Stored entries

-- START --

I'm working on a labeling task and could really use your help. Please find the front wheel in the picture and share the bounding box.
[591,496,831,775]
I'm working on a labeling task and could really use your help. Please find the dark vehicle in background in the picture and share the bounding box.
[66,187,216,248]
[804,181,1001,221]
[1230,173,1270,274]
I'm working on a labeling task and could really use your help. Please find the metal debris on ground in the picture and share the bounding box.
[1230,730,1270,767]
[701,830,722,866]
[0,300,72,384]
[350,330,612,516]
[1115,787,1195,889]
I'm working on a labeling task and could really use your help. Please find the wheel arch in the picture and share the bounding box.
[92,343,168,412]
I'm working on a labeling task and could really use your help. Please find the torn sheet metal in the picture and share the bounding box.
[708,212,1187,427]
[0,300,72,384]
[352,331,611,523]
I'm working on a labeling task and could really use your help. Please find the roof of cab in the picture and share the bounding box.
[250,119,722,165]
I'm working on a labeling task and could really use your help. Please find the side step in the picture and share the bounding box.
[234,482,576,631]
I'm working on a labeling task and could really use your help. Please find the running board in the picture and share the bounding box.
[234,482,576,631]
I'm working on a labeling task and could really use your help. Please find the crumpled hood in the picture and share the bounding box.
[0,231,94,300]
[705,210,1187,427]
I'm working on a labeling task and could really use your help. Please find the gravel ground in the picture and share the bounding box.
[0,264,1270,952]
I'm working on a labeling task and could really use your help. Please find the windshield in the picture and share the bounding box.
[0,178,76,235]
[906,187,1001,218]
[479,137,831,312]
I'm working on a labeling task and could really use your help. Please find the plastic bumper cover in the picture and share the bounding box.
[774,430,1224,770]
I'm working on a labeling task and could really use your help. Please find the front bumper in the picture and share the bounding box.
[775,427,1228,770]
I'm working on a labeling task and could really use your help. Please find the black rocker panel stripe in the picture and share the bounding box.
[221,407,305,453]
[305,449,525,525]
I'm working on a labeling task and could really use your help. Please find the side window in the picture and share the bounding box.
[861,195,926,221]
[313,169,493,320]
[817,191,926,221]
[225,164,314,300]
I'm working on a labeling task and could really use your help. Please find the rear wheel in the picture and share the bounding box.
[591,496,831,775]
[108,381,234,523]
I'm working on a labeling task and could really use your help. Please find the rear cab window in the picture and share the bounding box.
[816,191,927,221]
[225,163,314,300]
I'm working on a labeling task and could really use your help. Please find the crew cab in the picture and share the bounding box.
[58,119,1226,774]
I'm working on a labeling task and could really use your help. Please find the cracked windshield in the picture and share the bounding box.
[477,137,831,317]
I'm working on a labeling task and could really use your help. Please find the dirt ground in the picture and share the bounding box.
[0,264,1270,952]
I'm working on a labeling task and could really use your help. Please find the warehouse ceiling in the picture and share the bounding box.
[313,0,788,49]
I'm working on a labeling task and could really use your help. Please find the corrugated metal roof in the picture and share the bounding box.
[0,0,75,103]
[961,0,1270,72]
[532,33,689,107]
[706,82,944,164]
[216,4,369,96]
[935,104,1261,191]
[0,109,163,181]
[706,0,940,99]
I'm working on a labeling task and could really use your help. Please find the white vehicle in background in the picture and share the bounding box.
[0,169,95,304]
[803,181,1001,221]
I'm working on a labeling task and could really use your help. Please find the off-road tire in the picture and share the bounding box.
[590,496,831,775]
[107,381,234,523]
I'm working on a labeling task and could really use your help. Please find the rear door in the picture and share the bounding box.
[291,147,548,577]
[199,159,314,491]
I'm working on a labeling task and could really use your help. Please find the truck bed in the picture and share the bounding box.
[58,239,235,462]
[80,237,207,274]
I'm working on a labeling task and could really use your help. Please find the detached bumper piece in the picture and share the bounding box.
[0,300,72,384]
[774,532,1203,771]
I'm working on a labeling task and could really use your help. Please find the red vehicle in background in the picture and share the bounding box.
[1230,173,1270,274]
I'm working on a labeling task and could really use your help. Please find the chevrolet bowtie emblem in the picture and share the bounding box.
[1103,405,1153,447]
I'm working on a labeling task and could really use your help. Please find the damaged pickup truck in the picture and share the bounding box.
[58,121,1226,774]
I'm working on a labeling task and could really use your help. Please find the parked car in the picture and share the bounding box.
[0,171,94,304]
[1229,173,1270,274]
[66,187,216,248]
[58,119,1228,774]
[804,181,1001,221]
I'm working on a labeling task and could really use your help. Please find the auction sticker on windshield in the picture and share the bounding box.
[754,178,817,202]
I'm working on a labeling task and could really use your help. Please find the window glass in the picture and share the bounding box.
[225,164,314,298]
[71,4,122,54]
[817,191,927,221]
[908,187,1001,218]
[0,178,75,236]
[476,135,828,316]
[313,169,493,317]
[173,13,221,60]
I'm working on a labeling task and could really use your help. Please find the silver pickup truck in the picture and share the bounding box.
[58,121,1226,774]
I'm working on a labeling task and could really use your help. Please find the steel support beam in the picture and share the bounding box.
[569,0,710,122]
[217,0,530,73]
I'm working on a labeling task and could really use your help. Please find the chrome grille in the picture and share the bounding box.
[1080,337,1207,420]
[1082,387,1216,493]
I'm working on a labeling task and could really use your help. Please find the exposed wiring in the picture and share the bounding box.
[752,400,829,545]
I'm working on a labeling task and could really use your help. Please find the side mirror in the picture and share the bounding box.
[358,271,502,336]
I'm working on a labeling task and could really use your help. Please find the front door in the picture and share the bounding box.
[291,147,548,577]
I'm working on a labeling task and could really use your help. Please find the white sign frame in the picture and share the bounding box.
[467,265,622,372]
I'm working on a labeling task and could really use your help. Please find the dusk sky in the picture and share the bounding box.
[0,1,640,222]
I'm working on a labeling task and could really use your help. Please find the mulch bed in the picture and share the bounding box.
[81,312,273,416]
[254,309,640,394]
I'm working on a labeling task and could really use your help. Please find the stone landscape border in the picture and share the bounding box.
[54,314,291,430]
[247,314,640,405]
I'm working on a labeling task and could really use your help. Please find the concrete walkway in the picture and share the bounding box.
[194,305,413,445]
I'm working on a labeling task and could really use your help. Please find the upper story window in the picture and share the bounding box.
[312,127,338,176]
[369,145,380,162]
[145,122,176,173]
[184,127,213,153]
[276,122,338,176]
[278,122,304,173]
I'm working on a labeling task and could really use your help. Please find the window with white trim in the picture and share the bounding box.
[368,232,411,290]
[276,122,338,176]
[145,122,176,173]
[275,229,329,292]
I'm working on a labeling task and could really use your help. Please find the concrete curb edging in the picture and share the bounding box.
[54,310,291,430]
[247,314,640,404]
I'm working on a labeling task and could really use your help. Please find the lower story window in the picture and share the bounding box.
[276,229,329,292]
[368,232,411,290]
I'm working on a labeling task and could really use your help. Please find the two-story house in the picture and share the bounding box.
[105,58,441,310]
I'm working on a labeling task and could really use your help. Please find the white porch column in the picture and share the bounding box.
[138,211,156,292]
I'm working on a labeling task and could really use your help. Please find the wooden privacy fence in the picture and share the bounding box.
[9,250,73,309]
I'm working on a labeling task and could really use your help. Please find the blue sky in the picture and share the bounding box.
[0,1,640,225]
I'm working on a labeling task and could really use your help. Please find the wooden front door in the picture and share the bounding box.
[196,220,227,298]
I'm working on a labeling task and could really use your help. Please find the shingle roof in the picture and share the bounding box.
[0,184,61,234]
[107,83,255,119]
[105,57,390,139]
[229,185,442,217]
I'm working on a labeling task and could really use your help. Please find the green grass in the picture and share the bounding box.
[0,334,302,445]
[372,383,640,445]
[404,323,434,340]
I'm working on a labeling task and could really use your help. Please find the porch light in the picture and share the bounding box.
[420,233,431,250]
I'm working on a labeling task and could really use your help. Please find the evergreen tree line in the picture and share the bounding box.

-- END --

What needs to be done: Extract the data exactly as given.

Written answer:
I'm working on a labeling task and could really use your help. Please find the front wheel in the picture and share the bounding box.
[591,496,831,775]
I'm working on a labeling task and could really use your help. Please find the dark vehicle in background in the picture and share the bounding box.
[66,187,216,248]
[804,181,1001,221]
[1230,173,1270,274]
I'm working on a labeling task and could really use your help. Please find the metal debris on ground in the picture and share the bounding box.
[1230,730,1270,767]
[701,830,722,866]
[0,300,72,384]
[350,330,612,516]
[1115,787,1195,889]
I'm working on a labeling task and could really use your help. Please find the wheel arch in the picture and share the bounding box.
[92,343,168,412]
I'm working on a labeling task and could really use your help. Please find the torn sheet metal in the picture and share the bounding box.
[708,212,1187,427]
[0,300,72,384]
[352,331,611,523]
I'm working on a labeling task and could really use your help. Please find the roof of cab in the picture and share the bounding box.
[250,119,722,165]
I'm working on a labeling task and could really use your help. Please find the side step in the picture and share the bounding box.
[234,482,576,631]
I'm working on a labeling task and could really use your help. Please find the running board in the picture and share the bounding box.
[234,482,576,631]
I'm working on a labeling task and could really use your help. Please find the crumpled hood in the picture and share the bounding box.
[0,231,94,300]
[705,210,1187,427]
I'm working on a labeling task and could really use your help. Please find the gravel ground in the picture and share the bounding box.
[0,264,1270,952]
I'm working on a labeling task and could really use your help. Please find the windshield in the picture and share the bounding box.
[0,178,76,235]
[906,187,1001,218]
[479,137,831,312]
I'm working on a labeling task and could really use your help. Please find the plastic bumper cover in the picture and share the bounding box.
[774,430,1224,770]
I'm working on a labeling task and could really use your help. Please find the front bumper in the picture and share the bounding box.
[775,427,1228,770]
I'm working on a labeling task and could really use your help. Please find the black rocker panel stripe in the picture and share the bounding box.
[221,407,305,453]
[305,449,525,525]
I'm working on a labeling task and could really use your help. Please find the side window in the picture and share the bounding box.
[861,195,926,221]
[313,169,493,320]
[817,191,926,221]
[225,164,314,300]
I'm working on a labeling task and could really use your help. Please find the rear wheel in the picture and share the bounding box.
[591,496,831,775]
[108,381,234,523]
I'm working on a labeling task and could really use your help. Please find the rear cab window in the picture and share the bounding box.
[816,191,927,221]
[225,163,314,300]
I'm working on a labeling task and could really use your help. Please find the crew cab in the picture and share the bounding box.
[58,119,1226,774]
I'm working on a labeling task and could really use your help. Please find the cracked windshield in the picture and share the bounding box.
[477,137,831,317]
I'm working on a labeling task and could really use your help. Please find the dirt ground in the picture and share the bounding box.
[0,264,1270,952]
I'm working on a labeling task and could really use your help. Please find the warehouse ceiling in the picture and share the bounding box.
[313,0,788,49]
I'm working on a labeling task and could really use your help. Please find the corrugated metal roof in the picture and share the bounding box.
[0,0,75,103]
[961,0,1270,72]
[532,33,689,107]
[706,82,944,164]
[216,4,369,96]
[935,104,1261,191]
[0,109,163,181]
[706,0,940,99]
I'm working on a labeling task and could really use your help. Please find the white vehicle in background in the picture and share the bounding box.
[0,169,95,304]
[803,181,1001,221]
I'm working on a labeling task and could really use your help. Please find the off-road tire in the picture and share the bounding box.
[590,496,831,775]
[107,381,234,523]
I'm working on a labeling task and could really use your help. Please find the rear door in the picture and share the bounding box.
[291,147,548,577]
[199,159,314,491]
I'm working on a labeling task and could really use your help. Please find the truck bed in the picture and share the bounding box.
[58,239,235,462]
[80,237,207,274]
I'm working on a labeling task and could really use your help. Please find the detached bumper piece in the picture and share the bounding box.
[0,300,72,384]
[774,532,1203,771]
I'm working on a labeling task and could really use your help. Please find the red vehicle in background in the picture and share the bounding box.
[1230,173,1270,274]
I'm working on a labeling task and could really use your help. Please find the chevrolet bowtie emblem in the picture and share the bounding box.
[1103,405,1153,447]
I'm working on a labeling task and could really use your help. Please find the damaged pickup truck in the picture and share the bounding box.
[58,121,1226,774]
I'm working on a labeling task and could really use your help. Please find the parked car in the picture and share the bounding box.
[0,171,94,304]
[1229,173,1270,274]
[66,187,216,248]
[58,119,1228,774]
[804,181,1001,221]
I'm working on a labeling task and could really use your help. Please find the auction sticker on windshield in the picture and share the bounding box.
[754,178,817,202]
I'm working on a labeling task and could really use your help. Please find the window glass in the picture and share the bounding box.
[225,164,314,298]
[71,4,122,54]
[817,191,927,221]
[908,187,1001,218]
[0,178,75,236]
[476,135,828,316]
[313,169,493,317]
[173,13,221,60]
I'm working on a labeling task and could really use your help. Please find the silver pickup truck in the picture and share the bounding box.
[58,121,1226,774]
I'm working on a labeling task and could really use your help. Please find the steel support beam in the picture and share the bounding box.
[569,0,710,122]
[217,0,530,73]
I'm working on a labeling task and could really use your help. Please find the chrome grille in the picture and share the bounding box.
[1080,337,1207,420]
[1082,387,1216,493]
I'm working on a labeling task and could really use your help. Please find the exposed wiring in the picture and share the bounding box.
[752,400,829,545]
I'm working on a labeling task and could really use your help. Please find the side mirror in the picture and share the bounding box.
[358,271,502,336]
I'm working on a labeling task and could really use your help. Please find the front door in the picture and share the bounding box.
[291,147,548,577]
I'm working on a labeling task and could really use your help. Please find the white sign frame in the picture and share the bounding box.
[467,265,622,372]
I'm working on a labeling task and could really use your help. Please find the dusk sky in the picture and share the bounding box.
[0,1,640,222]
I'm working on a labeling task and could really use your help. Please find the mulch bed in the picture and share the bounding box.
[81,312,273,416]
[254,309,640,394]
I'm working on a labeling task and could really use your help. Please find the stone landscape border in the picture and share the bounding box.
[54,314,291,430]
[247,314,640,405]
I'm working on a labeling task and could really use your help. Please find the concrete walkway in the picture and share the bounding box.
[194,305,413,445]
I'm working on a labeling task and could really use your help. Please find the upper story window in the picture and share the bounding box.
[312,127,338,176]
[369,145,380,162]
[145,122,176,173]
[184,127,213,153]
[276,122,338,176]
[278,122,304,173]
I'm working on a labeling task and could really use your help. Please find the window with white trim in the picture and share the bounding box.
[368,232,411,290]
[276,122,338,176]
[145,122,176,173]
[275,229,329,292]
I'm working on a labeling task and could really use your help. Please find the concrete curb edging in the picture and share the bounding box.
[54,310,291,430]
[247,314,640,404]
I'm working on a labeling task and could really use your help. Please find the lower story window in the picture and share the bounding box.
[276,229,329,292]
[368,232,411,290]
I'm working on a labeling task and could really use your help. Please find the two-story house in the picture and share the bounding box.
[105,58,441,310]
I'm working on a labeling task and could really use your help. Please find the white porch column in the picture and share the bounding box.
[138,211,156,292]
I'm working on a labeling task and could really use your help. Please find the wooden privacy fence in the picture and share the bounding box.
[9,250,73,309]
I'm working on a labeling task and could really use your help. Please find the blue sky in the picture and share the bounding box.
[0,1,640,225]
I'm working on a labeling task and could really use your help. Please find the wooden front door in the picture and share the bounding box.
[196,220,227,298]
I'm working on a labeling task and could really use your help. Please find the shingle roof in the picture and share the bounding box.
[0,184,61,234]
[107,83,255,119]
[105,57,390,139]
[229,185,442,217]
I'm working on a labeling task and could really use your help. Please find the green grass in the picture and share the bounding box.
[0,334,302,445]
[372,383,640,445]
[404,323,434,340]
I'm working on a labeling task and could really use your help. Please find the porch light in the picture and share the bounding box.
[420,233,431,250]
I'm working on a labeling task and could really use your help. Please find the evergreen tree line in the picture and share the bounding box.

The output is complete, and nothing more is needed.